SELECTED TEXT:
In late October 2010 Sue and I spent five days sight seeing in New York.

You know you’re in New York when the hotel bed is the size of a football pitch! Everything in New York is bigger and drawn on a grander scale. My initial impression of the city when we first arrived in the late afternoon sun of a warm autumn evening on Sunday 24th October was of a city like London but more squashed, taller and … well chunkier. The paving stones are bigger and often edged with metal. The trucks that traverse the streets are huge and brutish and steam wafts up from the subway like white miasmas at points along the pavements.

But close up, despite the superficial differences, the city is just like any modern city except perhaps grittier. There is the clatter and bustle, and the never-ending noise of the city (they do love their car horns!). There are the beggars on the streets and the food sellers on the corners. There are the plethora of fast food outlets and of course the bright, bright lights of Times Square like theatre centres in every major city. And the subway, although bigger (much bigger) and dirtier than the London tube, is in essence the same.

It is when viewed at a distance that New York takes on an aesthetic that is unique. From the top of the Empire State Building the views are stunning and from ‘Top of the Rock’ at night, the city is illuminated like a magical wonderland. From a river boat or the pathway across the Brooklyn Bridge the skyline is simply amazing, and it is perhaps fitting that new York should show off its personality best from where you can see the ’big picture’.

New York is a city that you don’t discover but which reveals itself to you, for you already feel that you know it. The whole city is one enormous film and TV backdrop and it overflows with iconic places such as the Statue of Liberty and the Chrysler building or names such as Wall Street and West Side that have seared themselves into the human consciousness. Who hasn’t heard of these or seen somewhere a representation of the New York skyline?

But that skyline, more than anything else in New York, speaks of tragedy and suffering as well, for the missing profile of the twin towers is a constant reminder of the horror of 9/11. On our trip to New York we visited the little church of St. Paul’s that nestles in between the skyscrapers of the financial district and provides a powerful testament to the human cost of that event. The church was the place where many fire-fighters came for respite from the horrors of their work. They would place their domestic shoes on the railings outside the church when they changed into their work boots. At the end of the day shoes that were not collected provided a poignant reminder of the fire-fighters who gave their lives doing their duty.

Inside the church is a memorial made of individual and personal photos of the victims, not laid out in some kind of neat and tidy display but simply placed at random. The informal nature of the display makes it all the more evocative. Photos taken by friends and family, many with simple messages are huddled together as if in mutual support providing a very moving and fitting memorial to the cost of that day. I was particularly struck by one photo taken no more than two hours before the person died in the attack. These were not anonymous people killed by a terrorist attack thousands of miles away from my home but real people who lived and had a full life ahead of them that were robbed so piteously of their future. It is not possible to visit St. Paul’s and not be deeply moved.

SUPPLIED DATA:
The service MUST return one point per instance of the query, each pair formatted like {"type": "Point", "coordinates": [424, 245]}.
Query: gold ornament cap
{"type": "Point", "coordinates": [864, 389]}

TASK GOAL:
Answer these questions from the New York travel account:
(a) On what day and date did the trip begin with an arrival in the city?
(b) Where did the fire-fighters leave their domestic shoes when changing into work boots?
(c) From what place is the city said to be illuminated like a magical wonderland at night?
The listing has no connection to the text.

REPLY TO THE TASK:
(a) Sunday 24th October (2010)
(b) On the railings outside St. Paul's church
(c) From 'Top of the Rock'